Copy the listing below line for line, with every character unchanged.

# start of MATERIAL SHOWN

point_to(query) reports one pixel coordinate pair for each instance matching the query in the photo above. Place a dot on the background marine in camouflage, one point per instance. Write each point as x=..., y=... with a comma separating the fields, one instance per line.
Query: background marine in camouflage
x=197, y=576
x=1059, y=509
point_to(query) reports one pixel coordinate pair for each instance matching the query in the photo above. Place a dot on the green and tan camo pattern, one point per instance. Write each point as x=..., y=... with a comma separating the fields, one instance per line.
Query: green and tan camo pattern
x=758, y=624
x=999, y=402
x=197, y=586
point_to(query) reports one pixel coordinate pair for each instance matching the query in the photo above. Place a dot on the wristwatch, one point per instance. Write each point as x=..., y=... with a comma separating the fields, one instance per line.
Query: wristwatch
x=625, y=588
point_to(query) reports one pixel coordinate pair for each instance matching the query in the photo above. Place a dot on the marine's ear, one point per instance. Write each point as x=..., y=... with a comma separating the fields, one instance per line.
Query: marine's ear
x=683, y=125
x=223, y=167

# end of MATERIAL SHOWN

== EXERCISE OUTPUT ==
point_to(query) reports one pixel coordinate pair for each instance matching the query in the photo above. Place a dot on the background marine in camouflage, one point per instance. Write each point as x=..., y=... with a comma separating the fields, one instance per line.
Query: background marine in camouflage
x=197, y=576
x=1059, y=509
point_to(query) reports one pixel coordinate pair for each instance matching the query in the photo above. Place a dot on the green and tan camo pattern, one point per instance. Write each point as x=..., y=... with a comma separating the fields, one instance per line.
Query: green and tan camo pattern
x=758, y=624
x=999, y=402
x=197, y=586
point_to(query) reports one pixel coordinate pair for each instance matching the query in the photo above. Place a dot on the wristwatch, one point per instance. Write each point as x=..., y=... with a comma separating the fields, one instance per line.
Query: wristwatch
x=625, y=588
point_to(query) reports one pixel coordinate pair for each instance matching the query in the photo above. Place a dot on the marine's ear, one point per instance. Write each point as x=..., y=... with a comma separating the fields, one instance per line.
Query: marine's ear
x=683, y=125
x=223, y=167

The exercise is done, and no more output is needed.